Dataset entries:
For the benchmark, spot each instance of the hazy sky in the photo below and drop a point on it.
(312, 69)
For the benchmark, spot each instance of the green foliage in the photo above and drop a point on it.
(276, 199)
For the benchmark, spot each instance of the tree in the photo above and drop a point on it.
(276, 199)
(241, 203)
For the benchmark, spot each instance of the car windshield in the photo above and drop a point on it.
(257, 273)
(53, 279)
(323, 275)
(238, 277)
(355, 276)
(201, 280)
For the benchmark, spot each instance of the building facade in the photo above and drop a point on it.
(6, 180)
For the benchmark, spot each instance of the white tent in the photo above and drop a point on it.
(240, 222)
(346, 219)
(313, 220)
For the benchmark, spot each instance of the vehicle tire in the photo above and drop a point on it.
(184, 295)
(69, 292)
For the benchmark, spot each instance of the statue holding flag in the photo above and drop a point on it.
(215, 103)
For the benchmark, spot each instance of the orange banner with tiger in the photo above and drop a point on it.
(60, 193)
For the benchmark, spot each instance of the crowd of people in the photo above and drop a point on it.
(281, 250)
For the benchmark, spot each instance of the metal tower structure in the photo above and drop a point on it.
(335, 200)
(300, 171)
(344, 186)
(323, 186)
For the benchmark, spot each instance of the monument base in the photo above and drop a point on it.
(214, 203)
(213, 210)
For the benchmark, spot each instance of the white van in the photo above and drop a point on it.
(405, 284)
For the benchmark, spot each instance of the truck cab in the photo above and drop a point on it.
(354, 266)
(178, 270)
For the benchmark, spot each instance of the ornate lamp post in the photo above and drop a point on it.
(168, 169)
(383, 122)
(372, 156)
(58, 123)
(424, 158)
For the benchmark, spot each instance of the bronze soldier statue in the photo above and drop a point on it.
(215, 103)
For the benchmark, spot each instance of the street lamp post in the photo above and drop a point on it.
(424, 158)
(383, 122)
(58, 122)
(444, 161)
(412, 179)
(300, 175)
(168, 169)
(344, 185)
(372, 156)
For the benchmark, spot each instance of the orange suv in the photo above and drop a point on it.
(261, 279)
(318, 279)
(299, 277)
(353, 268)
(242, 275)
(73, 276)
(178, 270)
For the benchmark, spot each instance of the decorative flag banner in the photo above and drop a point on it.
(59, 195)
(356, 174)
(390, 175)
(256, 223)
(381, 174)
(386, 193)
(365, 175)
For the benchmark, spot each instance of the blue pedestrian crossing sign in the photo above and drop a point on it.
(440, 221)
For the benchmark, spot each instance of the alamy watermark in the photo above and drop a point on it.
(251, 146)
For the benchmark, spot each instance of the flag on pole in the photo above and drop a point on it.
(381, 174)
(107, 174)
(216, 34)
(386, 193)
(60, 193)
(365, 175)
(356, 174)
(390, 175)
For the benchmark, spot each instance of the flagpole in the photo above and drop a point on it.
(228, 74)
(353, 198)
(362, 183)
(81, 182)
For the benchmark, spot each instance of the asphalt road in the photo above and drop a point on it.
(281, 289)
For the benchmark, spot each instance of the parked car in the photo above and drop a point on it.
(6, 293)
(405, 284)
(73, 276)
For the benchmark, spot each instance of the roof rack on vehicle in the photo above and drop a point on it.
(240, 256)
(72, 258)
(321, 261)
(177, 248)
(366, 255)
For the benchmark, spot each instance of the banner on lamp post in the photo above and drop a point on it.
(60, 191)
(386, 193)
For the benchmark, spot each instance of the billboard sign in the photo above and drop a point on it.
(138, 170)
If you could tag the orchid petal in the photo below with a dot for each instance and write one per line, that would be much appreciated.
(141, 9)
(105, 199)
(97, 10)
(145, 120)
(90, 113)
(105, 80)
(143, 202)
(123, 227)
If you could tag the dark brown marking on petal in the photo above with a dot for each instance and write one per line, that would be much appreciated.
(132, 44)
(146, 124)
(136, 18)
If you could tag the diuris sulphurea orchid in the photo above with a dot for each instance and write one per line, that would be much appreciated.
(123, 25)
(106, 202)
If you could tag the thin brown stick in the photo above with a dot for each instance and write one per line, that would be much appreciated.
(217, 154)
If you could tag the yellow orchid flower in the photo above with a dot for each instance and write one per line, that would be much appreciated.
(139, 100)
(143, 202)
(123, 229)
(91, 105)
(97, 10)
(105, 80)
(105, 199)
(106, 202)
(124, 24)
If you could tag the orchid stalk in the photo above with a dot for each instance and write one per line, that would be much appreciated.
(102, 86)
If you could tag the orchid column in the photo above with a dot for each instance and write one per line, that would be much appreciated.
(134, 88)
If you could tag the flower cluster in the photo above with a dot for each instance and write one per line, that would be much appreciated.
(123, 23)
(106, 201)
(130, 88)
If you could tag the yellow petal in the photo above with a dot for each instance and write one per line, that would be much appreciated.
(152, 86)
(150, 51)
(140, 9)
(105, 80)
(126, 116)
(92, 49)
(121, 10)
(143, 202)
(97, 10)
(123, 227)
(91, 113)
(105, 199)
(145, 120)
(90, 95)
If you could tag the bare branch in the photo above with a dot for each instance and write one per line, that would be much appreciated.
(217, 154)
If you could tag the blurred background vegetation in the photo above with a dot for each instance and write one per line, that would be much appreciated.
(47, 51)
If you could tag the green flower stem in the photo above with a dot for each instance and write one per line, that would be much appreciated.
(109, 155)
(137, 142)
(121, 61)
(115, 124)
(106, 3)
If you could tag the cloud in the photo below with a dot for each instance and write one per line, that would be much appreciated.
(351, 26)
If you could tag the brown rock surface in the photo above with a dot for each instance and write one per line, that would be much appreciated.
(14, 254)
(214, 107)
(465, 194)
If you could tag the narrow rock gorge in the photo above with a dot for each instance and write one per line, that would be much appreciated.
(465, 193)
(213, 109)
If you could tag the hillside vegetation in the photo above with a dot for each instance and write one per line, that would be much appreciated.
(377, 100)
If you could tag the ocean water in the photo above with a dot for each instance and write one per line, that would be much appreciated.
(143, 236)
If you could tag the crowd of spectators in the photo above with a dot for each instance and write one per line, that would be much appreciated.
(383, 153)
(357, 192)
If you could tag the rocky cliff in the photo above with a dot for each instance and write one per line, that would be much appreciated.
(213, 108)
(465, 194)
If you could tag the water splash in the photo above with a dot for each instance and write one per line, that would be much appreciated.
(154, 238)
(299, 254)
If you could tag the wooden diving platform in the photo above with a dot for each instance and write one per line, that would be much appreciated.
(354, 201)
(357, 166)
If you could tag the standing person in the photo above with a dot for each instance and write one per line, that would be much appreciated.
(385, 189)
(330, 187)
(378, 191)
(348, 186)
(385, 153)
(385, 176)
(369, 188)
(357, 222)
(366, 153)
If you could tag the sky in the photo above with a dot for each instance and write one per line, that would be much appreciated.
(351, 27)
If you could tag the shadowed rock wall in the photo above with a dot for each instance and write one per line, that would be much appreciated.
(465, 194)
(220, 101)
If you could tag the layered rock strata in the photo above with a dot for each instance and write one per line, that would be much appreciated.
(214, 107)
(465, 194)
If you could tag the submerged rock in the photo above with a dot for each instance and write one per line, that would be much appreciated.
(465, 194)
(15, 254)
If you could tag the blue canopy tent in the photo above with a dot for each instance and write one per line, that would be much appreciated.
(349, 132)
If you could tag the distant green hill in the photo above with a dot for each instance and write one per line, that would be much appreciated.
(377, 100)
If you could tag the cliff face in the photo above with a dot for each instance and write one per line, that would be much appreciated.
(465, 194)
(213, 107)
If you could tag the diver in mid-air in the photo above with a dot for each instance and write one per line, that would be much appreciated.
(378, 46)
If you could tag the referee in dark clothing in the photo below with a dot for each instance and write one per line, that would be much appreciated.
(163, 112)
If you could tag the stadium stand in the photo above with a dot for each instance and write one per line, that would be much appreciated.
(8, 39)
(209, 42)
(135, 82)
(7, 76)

Exercise: Can you extract every line of the material above and reproduce each one verbatim, with no changes?

Output of the task:
For the benchmark, spot each instance of the hazy sky in the photo below and drop a point on it.
(312, 69)
For the benchmark, spot each instance of the green foliage in the photo above and drop a point on it.
(276, 199)
For the benchmark, spot each instance of the tree in the photo above and drop a point on it.
(276, 199)
(241, 203)
For the benchmark, spot each instance of the car windshield in the photo above and drop a point on it.
(257, 273)
(53, 279)
(323, 275)
(238, 277)
(355, 276)
(201, 280)
For the benchmark, spot each instance of the building facade in the photo above and drop a point on it.
(6, 180)
For the benchmark, spot each instance of the white tent in the photo above and drop a point on it.
(240, 222)
(346, 219)
(313, 220)
For the benchmark, spot each instance of the vehicle tire in the photo above and drop a point on it.
(184, 295)
(69, 292)
For the benchmark, spot each instance of the statue holding flag in the photo above and drop a point on it.
(215, 103)
For the benchmark, spot each instance of the orange banner with tiger in the photo above and drop a point on it.
(60, 193)
For the benchmark, spot each instance of the crowd of people in the photo above and drop a point on it.
(281, 250)
For the benchmark, spot each instance of the metal tower structure in the photo above and drop a point on it.
(335, 200)
(300, 171)
(344, 186)
(323, 186)
For the benchmark, spot each instance of the monument base in the photo above and drop a point on it.
(214, 203)
(213, 210)
For the benchmark, spot each instance of the white van in the photo above and drop a point on it.
(405, 284)
For the benchmark, spot each instance of the truck cab in the photo above and drop a point on it.
(354, 266)
(178, 270)
For the benchmark, spot each instance of the ornate lamp post in the photo above and drop a point on it.
(168, 169)
(383, 122)
(372, 156)
(58, 123)
(424, 158)
For the benchmark, spot each instance of the bronze soldier statue in the photo above and drop a point on it.
(215, 103)
For the benchmark, spot each instance of the street lamp post in the photo above and drop a point on it.
(424, 158)
(383, 122)
(58, 122)
(444, 161)
(412, 179)
(300, 175)
(168, 169)
(344, 185)
(372, 156)
For the benchmark, spot each instance of the orange suv in the photo above and drop a point on it.
(261, 279)
(318, 279)
(299, 277)
(353, 268)
(242, 275)
(73, 276)
(178, 270)
For the benchmark, spot each instance of the decorative flag banner in the photo above and drop a point on it.
(59, 195)
(356, 174)
(390, 175)
(256, 223)
(381, 174)
(386, 193)
(365, 175)
For the benchmark, spot each instance of the blue pedestrian crossing sign in the photo above and drop a point on it.
(440, 221)
For the benchmark, spot each instance of the alamy watermark in the photo above and drop a point on it.
(251, 146)
For the benchmark, spot each instance of the flag on pole in the photo above and drop a point on it.
(381, 174)
(107, 174)
(216, 34)
(386, 193)
(60, 193)
(365, 175)
(356, 174)
(390, 175)
For the benchmark, spot each instance of the flagpole in the photo above and drop a point on it.
(228, 74)
(353, 198)
(362, 183)
(81, 182)
For the benchmark, spot each instance of the asphalt road in the photo above and drop a point on it.
(281, 289)
For the benchmark, spot each instance of the parked car in the photo above and drop a point on it.
(6, 293)
(405, 284)
(73, 276)
For the benchmark, spot each instance of the roof rack on vehicle in the photo above and drop a point on it.
(240, 256)
(72, 258)
(321, 261)
(177, 248)
(366, 255)
For the benchmark, spot each instance of the banner on lamp post in the photo above and drop a point on it.
(60, 191)
(386, 193)
For the benchmark, spot each instance of the billboard sign in the photo above and drop a point on it.
(138, 170)
If you could tag the orchid petal in the photo below with a dot for each instance and write one per line, that would be much appreciated.
(141, 9)
(105, 199)
(97, 10)
(145, 120)
(90, 113)
(105, 80)
(143, 202)
(123, 227)
If you could tag the dark brown marking on petal in the photo above with a dot for each instance and write one per line, that would be much appreciated.
(132, 44)
(146, 124)
(136, 18)
If you could tag the diuris sulphurea orchid in the photo above with a dot for each instance and write one per line, that would be much appreciated.
(123, 25)
(106, 202)
If you could tag the thin brown stick in the photo above with a dot for each instance and write one per line, that would be much appreciated.
(217, 154)
If you could tag the yellow orchid flower in the photo above with a dot for each instance and write one per line, that would be much appreciated.
(139, 100)
(143, 202)
(123, 229)
(91, 105)
(97, 10)
(105, 80)
(105, 199)
(106, 202)
(124, 24)
If you could tag the orchid stalk in the photo above with a dot for each instance and write one per line, that would be much appreciated.
(102, 86)
If you could tag the orchid column in the photo above with a dot for each instance and write one per line, that would be much appreciated.
(134, 88)
If you could tag the flower cluster in the photo above with a dot for each instance and write one per line, that would be much appreciated.
(123, 23)
(106, 201)
(130, 88)
If you could tag the yellow petal in the photo above with a dot for each instance and write one per line, that would be much appreciated.
(152, 86)
(150, 51)
(140, 9)
(105, 80)
(126, 116)
(92, 49)
(121, 10)
(143, 202)
(97, 10)
(123, 227)
(91, 113)
(105, 199)
(145, 120)
(90, 95)
If you could tag the bare branch in the photo above with a dot for each instance and write one per line, that would be much appreciated.
(217, 154)
If you could tag the blurred background vegetation in the photo above with a dot for each instance and write one per line, that would be much appreciated.
(47, 51)
If you could tag the green flower stem in the photo above with a dot for each instance and write one per line, that would be much appreciated.
(109, 155)
(137, 142)
(121, 61)
(115, 124)
(106, 3)
If you could tag the cloud in the photo below with a dot for each instance and write one per line, that would be much appreciated.
(351, 26)
If you could tag the brown rock surface in the photo above with a dot for each instance and write one per line, that would be much appreciated.
(14, 254)
(214, 107)
(465, 194)
If you could tag the narrow rock gorge in the photo above with a dot for each instance and write one per line, that would be much appreciated.
(465, 193)
(213, 109)
If you could tag the hillside vegetation in the photo above with a dot for each instance and write one per line, that would be much appreciated.
(377, 100)
If you could tag the ocean water in the photo above with a dot for each instance and write one per line, that would be much appreciated.
(143, 236)
If you could tag the crowd of spectators in the photo above with a dot for each instance and write one per line, that would be much appreciated.
(383, 153)
(357, 192)
If you could tag the rocky cliff in the photo above with a dot for each instance and write one per line, that would be much appreciated.
(213, 108)
(465, 194)
If you could tag the water splash in the photo above with a dot for each instance and write one per line, that would be much appreciated.
(154, 238)
(299, 254)
If you could tag the wooden diving platform in the photo above with a dot for each instance and write one per line, that would be much appreciated.
(354, 201)
(357, 166)
If you could tag the standing person in the photo above with a dot for each instance and write one per line, that would be much appreciated.
(385, 189)
(330, 187)
(378, 191)
(348, 186)
(385, 153)
(385, 176)
(369, 188)
(357, 222)
(366, 153)
If you could tag the sky in the photo above with a dot for each instance and write one per line, that would be much appreciated.
(351, 27)
If you could tag the shadowed rock wall in the photo above with a dot for each instance and write one per line, that would be much appreciated.
(465, 194)
(220, 101)
If you could tag the layered rock strata in the photo above with a dot for each instance and write one per line, that would be much appreciated.
(214, 107)
(465, 194)
If you could tag the submerged rock in the photo above with a dot for each instance and write one per line, that would be much appreciated.
(465, 194)
(15, 254)
If you could tag the blue canopy tent in the photo above with a dot for each instance and write one per line, that would be much appreciated.
(349, 132)
If you could tag the distant green hill in the photo above with a dot for each instance and write one per line, that would be much appreciated.
(377, 100)
If you could tag the cliff face in the photo above with a dot for each instance and write one per line, that would be much appreciated.
(465, 194)
(213, 107)
If you could tag the diver in mid-air in the photo above with a dot for each instance and write one per line, that would be much appreciated.
(378, 46)
If you could tag the referee in dark clothing in the photo below with a dot for each instance and write one per line, that would be much appreciated.
(163, 112)
If you could tag the stadium stand in the photo above with a dot for each instance and write one per line, that would be much appreciated.
(8, 39)
(209, 42)
(135, 82)
(7, 76)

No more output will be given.